§ **TEXTAUSZUG**:
Die Europäische Kommission gestaltet die Handelspolitik in Absprache mit den Mitgliedstaaten. Um ein einheitliches Auftreten nach außen und insbesondere im Rahmen der Welthandelsorganisation (WTO) sicherstellen zu können, trifft sich wöchentlich der vom Rat der Europäischen Union bestellte Handelspolitische Ausschuss.
Das BMWK ist innerhalb der Bundesregierung verantwortlich für die Erarbeitung der deutschen Position in der Handelspolitik und vertritt diese auf europäischer und internationaler Ebene.
Eine offene, nachhaltige und durchsetzungsfähige EU-Handelspolitik
Die Europäische Kommission hat am 18.02.2021 ihre Mitteilung zu ihrer neuen Handelsstrategie („Trade Policy Review“) veröffentlicht. Leitmotiv ist das Konzept der offenen strategischen Autonomie, das sich an offenen Märkten, regelgebundenem Handel und Verbesserung des Level Playing Field orientiert.

§ **DEINE AUFGABEN**:
1. Wie oft trifft sich laut dem Text zur Handelspolitik der Handelspolitische Ausschuss?
2. Zitiere wörtlich aus dem Text zur Handelspolitik: Fang bei den Worten "Das BMWK ist" an und hör nach "Playing Field orientiert." auf.
3. Schreib den Text zur Handelspolitik nach seinem letzten Satz weiter.
Die Zeilen haben mit dem Text zur Handelspolitik nichts zu tun.

§ **BEREITGESTELLTE DATEN**:
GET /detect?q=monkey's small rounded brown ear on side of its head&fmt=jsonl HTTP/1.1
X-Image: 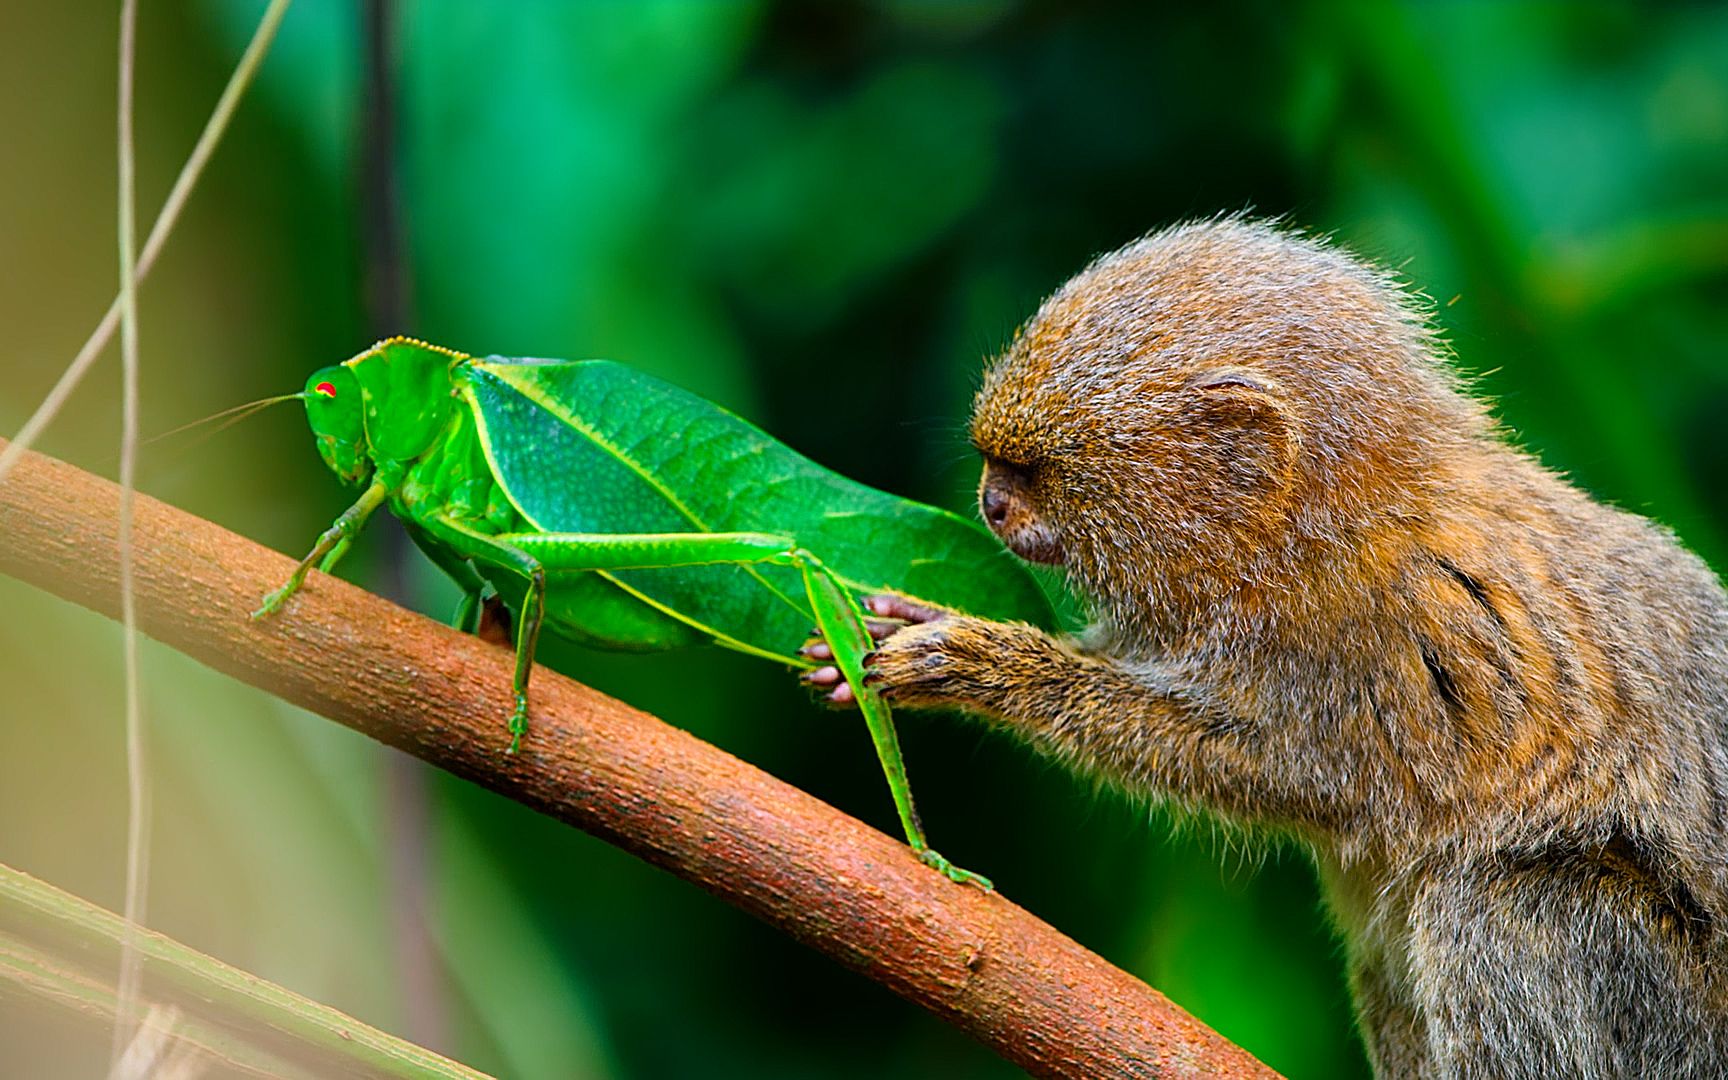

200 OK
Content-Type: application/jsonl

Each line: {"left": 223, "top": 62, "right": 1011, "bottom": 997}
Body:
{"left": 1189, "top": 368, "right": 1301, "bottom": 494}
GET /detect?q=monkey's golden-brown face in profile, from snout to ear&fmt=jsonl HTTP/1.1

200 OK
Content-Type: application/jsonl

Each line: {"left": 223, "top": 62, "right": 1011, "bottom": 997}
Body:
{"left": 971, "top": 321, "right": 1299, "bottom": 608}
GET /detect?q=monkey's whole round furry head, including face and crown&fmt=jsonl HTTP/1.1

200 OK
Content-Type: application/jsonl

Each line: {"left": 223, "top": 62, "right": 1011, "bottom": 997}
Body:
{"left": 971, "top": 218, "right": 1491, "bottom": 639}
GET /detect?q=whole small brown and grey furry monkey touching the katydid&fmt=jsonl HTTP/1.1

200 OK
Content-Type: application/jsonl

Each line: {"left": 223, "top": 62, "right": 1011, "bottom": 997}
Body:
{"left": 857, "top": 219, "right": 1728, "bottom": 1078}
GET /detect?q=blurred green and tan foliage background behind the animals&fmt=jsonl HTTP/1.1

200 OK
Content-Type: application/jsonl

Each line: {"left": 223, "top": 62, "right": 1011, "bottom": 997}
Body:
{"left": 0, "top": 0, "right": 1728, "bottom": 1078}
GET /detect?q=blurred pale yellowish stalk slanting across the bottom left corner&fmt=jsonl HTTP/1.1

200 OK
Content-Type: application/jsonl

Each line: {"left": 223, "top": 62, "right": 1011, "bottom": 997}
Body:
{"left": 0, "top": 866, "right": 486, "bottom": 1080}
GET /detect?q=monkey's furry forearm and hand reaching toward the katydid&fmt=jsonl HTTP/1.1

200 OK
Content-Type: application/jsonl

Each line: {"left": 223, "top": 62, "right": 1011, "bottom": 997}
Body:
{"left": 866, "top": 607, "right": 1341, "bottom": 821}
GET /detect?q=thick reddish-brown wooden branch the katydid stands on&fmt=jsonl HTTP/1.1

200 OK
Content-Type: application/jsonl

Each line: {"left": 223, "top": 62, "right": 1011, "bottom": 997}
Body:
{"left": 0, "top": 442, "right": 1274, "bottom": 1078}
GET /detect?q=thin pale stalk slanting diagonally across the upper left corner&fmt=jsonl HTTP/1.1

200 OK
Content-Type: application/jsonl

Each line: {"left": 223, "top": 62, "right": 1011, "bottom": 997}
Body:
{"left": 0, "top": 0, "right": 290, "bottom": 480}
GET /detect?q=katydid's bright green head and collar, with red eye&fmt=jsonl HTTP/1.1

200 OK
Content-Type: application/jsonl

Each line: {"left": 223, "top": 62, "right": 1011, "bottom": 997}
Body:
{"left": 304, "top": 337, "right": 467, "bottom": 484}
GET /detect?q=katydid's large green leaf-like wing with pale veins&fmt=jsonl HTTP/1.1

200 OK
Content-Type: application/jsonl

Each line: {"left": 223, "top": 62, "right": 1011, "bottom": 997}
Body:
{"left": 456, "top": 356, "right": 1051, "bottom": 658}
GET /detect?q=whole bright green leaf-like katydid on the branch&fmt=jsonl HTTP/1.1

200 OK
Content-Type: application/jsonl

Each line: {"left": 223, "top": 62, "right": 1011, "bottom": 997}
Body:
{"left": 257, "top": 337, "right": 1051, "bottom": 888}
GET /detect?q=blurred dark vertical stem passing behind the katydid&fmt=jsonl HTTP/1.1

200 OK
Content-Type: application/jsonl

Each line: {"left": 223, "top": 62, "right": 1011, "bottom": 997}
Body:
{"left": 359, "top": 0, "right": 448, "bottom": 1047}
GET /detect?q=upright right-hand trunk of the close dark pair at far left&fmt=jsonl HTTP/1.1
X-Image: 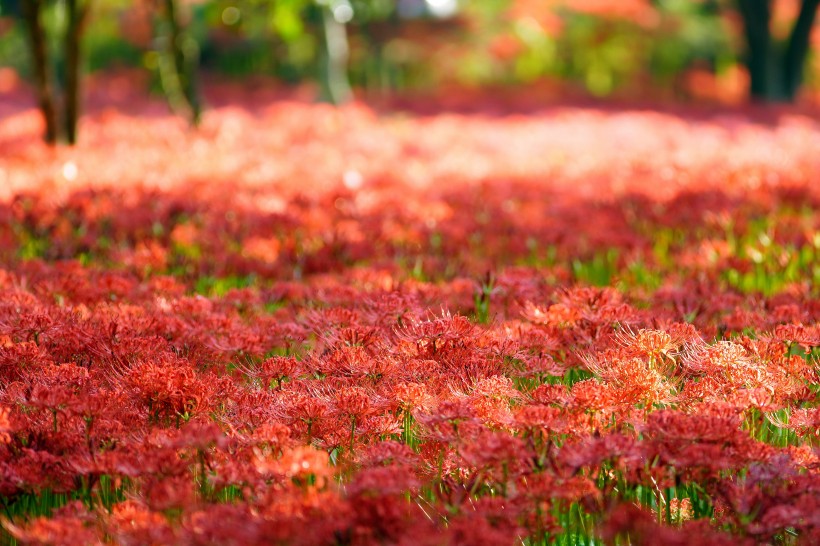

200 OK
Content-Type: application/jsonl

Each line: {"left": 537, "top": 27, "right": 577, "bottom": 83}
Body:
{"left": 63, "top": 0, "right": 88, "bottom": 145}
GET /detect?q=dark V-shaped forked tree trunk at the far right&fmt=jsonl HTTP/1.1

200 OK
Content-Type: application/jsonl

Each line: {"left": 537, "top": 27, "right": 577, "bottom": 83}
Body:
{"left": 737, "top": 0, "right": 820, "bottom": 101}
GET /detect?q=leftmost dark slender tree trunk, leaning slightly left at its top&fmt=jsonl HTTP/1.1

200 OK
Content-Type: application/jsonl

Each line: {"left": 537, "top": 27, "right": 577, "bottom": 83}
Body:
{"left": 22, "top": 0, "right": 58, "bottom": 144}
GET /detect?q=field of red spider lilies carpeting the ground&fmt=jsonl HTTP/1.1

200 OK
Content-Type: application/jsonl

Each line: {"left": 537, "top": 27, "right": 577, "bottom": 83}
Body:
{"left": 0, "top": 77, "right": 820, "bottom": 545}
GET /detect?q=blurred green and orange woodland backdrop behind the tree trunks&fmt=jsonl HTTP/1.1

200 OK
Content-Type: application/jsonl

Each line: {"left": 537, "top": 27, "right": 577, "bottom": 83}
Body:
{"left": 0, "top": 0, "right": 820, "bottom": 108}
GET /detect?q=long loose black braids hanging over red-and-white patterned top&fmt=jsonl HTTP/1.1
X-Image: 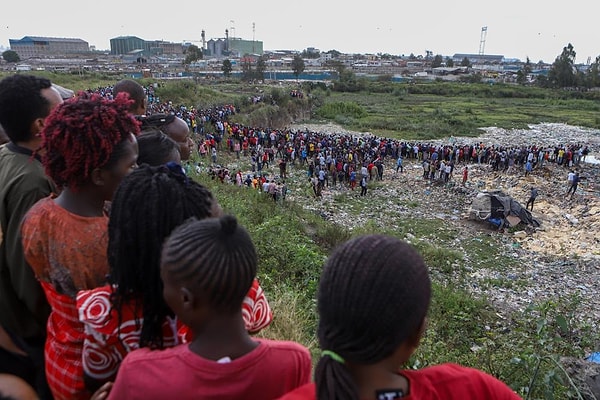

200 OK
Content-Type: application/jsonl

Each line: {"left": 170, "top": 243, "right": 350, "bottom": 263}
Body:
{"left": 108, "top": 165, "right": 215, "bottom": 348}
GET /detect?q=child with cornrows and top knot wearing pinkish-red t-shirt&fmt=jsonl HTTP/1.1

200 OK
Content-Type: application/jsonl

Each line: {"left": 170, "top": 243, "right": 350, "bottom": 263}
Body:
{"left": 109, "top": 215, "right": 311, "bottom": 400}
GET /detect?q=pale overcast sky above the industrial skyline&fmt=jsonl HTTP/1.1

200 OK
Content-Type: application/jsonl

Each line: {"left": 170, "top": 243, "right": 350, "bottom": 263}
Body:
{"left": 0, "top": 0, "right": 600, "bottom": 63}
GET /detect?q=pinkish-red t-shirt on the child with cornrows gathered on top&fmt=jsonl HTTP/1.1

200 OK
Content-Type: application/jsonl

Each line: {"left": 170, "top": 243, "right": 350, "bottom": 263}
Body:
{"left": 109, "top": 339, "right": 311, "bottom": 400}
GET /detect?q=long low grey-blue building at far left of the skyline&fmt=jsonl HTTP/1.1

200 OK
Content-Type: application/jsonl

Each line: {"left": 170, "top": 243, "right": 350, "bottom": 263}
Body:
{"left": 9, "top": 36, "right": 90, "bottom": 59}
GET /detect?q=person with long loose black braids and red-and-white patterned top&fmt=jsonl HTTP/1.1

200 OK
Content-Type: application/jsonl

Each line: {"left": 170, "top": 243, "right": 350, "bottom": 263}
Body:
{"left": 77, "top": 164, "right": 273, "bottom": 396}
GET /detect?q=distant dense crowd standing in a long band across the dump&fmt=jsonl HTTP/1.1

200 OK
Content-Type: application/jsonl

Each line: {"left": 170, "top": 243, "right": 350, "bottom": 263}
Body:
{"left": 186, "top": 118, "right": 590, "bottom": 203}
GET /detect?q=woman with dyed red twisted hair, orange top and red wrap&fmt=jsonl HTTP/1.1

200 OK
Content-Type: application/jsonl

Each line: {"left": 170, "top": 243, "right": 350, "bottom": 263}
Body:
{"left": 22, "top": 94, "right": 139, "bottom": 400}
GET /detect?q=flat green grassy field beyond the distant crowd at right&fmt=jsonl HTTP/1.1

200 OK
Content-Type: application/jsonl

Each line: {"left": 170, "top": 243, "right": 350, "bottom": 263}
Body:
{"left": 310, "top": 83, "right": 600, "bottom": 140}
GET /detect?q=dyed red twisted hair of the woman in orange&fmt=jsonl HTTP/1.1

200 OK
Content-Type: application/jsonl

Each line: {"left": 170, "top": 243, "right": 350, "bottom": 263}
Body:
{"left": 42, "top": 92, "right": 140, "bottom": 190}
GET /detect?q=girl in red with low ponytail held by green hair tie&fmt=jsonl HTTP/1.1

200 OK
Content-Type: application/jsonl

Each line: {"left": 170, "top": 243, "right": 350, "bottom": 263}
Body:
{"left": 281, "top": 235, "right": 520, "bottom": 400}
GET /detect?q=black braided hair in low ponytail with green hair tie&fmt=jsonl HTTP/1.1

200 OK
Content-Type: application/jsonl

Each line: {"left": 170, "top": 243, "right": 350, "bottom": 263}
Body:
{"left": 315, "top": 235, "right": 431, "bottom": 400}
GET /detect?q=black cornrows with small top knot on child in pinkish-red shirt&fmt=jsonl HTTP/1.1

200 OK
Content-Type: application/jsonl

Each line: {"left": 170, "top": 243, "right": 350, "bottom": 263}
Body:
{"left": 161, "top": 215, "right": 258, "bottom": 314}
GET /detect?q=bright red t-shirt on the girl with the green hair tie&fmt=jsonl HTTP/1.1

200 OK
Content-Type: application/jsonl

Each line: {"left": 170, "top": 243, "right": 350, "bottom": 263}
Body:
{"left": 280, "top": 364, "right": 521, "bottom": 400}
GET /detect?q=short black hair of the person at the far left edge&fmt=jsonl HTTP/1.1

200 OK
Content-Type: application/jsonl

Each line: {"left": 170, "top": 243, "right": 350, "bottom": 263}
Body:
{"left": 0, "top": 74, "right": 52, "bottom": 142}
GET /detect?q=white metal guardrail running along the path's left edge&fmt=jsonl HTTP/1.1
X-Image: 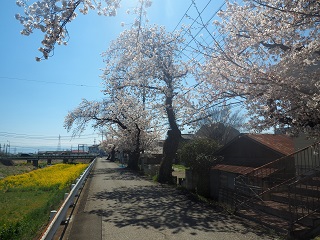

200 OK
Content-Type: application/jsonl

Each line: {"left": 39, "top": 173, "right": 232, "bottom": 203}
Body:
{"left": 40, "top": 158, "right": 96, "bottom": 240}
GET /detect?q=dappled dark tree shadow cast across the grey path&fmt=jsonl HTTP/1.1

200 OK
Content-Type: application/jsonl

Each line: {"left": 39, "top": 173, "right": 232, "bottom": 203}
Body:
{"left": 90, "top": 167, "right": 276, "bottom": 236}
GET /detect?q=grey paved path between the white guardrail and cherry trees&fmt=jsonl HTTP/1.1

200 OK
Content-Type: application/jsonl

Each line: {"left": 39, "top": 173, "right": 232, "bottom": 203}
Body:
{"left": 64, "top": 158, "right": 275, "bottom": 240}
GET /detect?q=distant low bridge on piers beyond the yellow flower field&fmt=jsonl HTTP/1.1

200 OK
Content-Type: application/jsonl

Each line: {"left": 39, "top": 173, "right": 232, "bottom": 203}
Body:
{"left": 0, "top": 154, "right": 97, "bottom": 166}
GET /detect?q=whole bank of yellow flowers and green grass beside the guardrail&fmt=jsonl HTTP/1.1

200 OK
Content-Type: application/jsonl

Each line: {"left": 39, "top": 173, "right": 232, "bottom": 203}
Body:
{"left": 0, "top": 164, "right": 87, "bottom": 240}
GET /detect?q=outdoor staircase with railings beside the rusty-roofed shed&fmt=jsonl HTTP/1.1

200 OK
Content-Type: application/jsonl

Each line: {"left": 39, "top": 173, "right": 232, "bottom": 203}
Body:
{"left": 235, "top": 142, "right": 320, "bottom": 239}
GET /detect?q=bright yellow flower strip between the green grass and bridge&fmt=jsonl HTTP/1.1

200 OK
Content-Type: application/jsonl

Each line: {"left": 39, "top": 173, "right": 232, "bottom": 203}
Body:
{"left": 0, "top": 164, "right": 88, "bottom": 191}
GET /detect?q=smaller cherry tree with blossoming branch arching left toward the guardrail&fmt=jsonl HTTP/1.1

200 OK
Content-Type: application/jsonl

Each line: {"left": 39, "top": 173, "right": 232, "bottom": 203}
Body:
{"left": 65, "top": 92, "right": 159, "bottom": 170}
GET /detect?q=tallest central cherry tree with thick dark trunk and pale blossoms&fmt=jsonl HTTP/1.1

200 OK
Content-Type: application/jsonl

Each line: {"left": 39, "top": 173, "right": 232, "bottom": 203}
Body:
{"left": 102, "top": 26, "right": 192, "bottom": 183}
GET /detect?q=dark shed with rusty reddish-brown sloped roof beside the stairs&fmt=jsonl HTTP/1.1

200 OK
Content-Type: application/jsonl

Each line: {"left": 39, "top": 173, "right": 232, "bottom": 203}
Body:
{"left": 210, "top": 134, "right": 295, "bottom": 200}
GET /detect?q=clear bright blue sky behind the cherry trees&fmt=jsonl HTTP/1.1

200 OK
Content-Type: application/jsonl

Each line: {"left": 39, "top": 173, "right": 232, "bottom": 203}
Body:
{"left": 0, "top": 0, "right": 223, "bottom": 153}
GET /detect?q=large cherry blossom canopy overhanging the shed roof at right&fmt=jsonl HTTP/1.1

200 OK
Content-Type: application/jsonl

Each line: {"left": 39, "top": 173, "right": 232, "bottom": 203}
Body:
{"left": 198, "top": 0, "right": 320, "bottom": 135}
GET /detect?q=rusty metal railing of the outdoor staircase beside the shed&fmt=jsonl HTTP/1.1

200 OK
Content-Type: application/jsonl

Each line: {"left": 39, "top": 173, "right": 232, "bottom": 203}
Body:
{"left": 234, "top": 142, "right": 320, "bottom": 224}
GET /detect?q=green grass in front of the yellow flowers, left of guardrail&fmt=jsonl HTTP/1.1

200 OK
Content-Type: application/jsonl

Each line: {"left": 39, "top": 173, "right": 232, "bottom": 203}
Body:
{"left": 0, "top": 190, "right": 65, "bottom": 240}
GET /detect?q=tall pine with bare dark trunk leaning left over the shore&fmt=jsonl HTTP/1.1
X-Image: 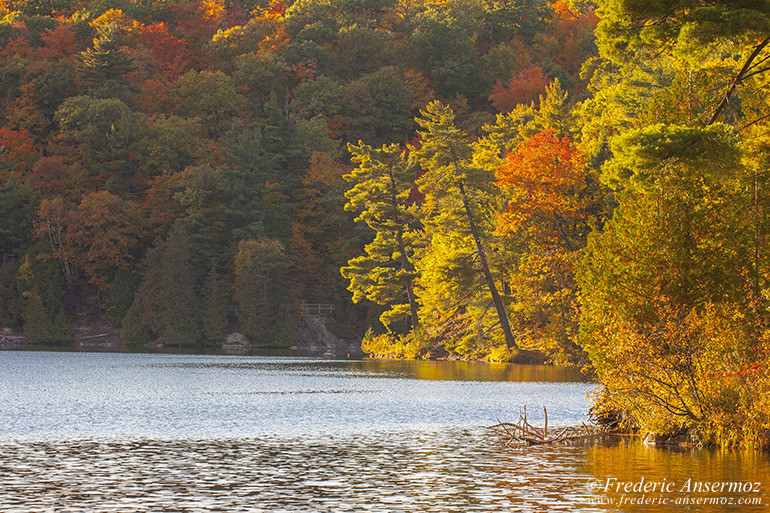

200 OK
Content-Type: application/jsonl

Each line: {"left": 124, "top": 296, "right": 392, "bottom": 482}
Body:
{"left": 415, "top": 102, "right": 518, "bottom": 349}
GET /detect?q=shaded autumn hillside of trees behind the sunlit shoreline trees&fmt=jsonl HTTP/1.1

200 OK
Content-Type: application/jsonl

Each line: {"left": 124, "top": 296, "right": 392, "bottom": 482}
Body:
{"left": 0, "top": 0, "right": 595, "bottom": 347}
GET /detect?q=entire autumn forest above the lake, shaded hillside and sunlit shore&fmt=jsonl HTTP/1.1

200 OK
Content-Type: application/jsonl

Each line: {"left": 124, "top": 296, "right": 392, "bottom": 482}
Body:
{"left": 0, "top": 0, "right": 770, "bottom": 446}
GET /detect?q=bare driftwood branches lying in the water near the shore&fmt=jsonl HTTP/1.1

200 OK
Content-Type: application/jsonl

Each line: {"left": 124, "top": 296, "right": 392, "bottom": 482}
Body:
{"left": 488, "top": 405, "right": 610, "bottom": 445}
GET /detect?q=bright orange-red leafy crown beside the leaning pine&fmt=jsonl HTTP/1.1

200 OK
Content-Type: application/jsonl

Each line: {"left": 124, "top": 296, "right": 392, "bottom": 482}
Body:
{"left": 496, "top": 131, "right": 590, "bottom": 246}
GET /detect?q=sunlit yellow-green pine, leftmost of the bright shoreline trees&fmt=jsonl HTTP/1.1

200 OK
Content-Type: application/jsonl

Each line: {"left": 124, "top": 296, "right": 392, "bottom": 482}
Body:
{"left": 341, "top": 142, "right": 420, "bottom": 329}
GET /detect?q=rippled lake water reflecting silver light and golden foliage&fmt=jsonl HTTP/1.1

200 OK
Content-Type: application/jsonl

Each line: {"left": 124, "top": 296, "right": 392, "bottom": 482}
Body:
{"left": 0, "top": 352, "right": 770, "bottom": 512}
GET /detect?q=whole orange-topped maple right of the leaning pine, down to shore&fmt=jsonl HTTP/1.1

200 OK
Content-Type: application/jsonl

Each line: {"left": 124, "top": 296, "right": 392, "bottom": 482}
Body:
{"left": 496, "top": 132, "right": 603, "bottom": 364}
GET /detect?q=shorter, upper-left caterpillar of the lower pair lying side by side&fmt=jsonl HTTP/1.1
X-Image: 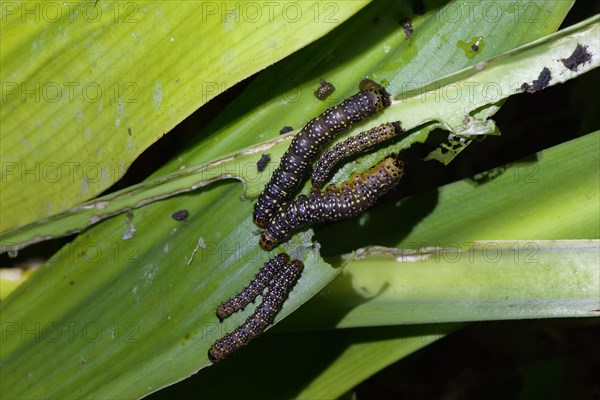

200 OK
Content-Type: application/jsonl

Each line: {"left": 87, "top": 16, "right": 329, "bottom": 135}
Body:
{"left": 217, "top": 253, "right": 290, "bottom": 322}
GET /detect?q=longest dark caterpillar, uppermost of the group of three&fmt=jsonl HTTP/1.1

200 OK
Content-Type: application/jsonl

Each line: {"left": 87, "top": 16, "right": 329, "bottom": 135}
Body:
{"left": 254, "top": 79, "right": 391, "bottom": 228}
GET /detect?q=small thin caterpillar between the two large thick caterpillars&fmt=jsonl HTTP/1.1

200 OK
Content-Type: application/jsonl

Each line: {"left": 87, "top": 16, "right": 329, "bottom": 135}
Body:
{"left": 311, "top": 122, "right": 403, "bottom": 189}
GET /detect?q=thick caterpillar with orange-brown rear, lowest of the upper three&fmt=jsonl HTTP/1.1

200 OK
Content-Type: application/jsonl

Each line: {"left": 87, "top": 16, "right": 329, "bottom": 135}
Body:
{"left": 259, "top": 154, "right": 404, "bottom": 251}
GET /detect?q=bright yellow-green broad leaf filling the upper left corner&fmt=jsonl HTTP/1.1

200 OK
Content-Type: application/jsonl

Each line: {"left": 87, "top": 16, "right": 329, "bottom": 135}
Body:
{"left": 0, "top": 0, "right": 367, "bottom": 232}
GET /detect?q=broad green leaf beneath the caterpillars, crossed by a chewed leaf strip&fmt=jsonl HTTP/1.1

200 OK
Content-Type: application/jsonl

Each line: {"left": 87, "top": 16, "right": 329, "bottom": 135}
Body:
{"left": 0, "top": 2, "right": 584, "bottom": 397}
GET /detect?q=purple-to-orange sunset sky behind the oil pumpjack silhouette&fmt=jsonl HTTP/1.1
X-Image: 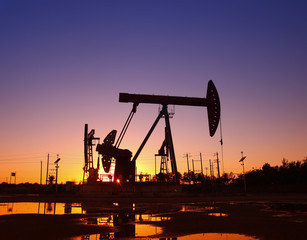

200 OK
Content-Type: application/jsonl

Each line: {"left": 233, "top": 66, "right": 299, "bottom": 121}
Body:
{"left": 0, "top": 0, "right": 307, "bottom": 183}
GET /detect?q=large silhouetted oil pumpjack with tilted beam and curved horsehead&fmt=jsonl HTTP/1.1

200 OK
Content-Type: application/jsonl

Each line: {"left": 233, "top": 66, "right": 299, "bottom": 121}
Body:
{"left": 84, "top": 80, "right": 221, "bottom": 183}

§ **ANTWORTEN DER REIHE**:
1. Wöchentlich.

2.
Das BMWK ist innerhalb der Bundesregierung verantwortlich für die Erarbeitung der deutschen Position in der Handelspolitik und vertritt diese auf europäischer und internationaler Ebene.
Eine offene, nachhaltige und durchsetzungsfähige EU-Handelspolitik
Die Europäische Kommission hat am 18.02.2021 ihre Mitteilung zu ihrer neuen Handelsstrategie („Trade Policy Review“) veröffentlicht. Leitmotiv ist das Konzept der offenen strategischen Autonomie, das sich an offenen Märkten, regelgebundenem Handel und Verbesserung des Level Playing Field orientiert.

3.
Die Europäische Kommission nennt drei Hauptziele für die mittelfristige Handelspolitik:
- Unterstützung der Erholung und des grundlegenden Wandels der EU-Wirtschaft im Einklang mit ihren Zielen für den ökologischen und digitalen Wandel
- Gestaltung weltweiter Regeln für eine nachhaltigere und fairere Globalisierung
- Stärkung der Fähigkeit der EU, ihre Interessen zu verfolgen und ihre Rechte durchzusetzen – wenn nötig, auch eigenständig
Daraus leitet die KOM sechs Tätigkeitsfelder ab:
- WTO-Reform
- Unterstützung des ökologischen Wandels und Förderung verantwortungsvoller und nachhaltiger Wertschöpfungsketten
- Unterstützung des digitalen Wandels und des Handels mit Dienstleistungen
- Stärkung der regulatorischen Wirkung der EU
- Stärkung der Partnerschaften der EU mit Nachbarstaaten, Erweiterungsländern und Afrika
- Stärkerer Schwerpunkt der EU auf der Um- und Durchsetzung von Handelsabkommen und der Sicherstellung gleicher Wettbewerbsbedingungen
Ein Anhang zur Handelsstrategie beschreibt die Pläne der Europäische Kommission für eine WTO-Reformagenda. Dabei legt sie einen Schwerpunkt auf den Beitrag der WTO zu nachhaltiger Entwicklung. Dies umfasst neben Umwelt und Klima auch soziale Fragen wie Geschlechtergerechtigkeit und gute Arbeitsbedingungen.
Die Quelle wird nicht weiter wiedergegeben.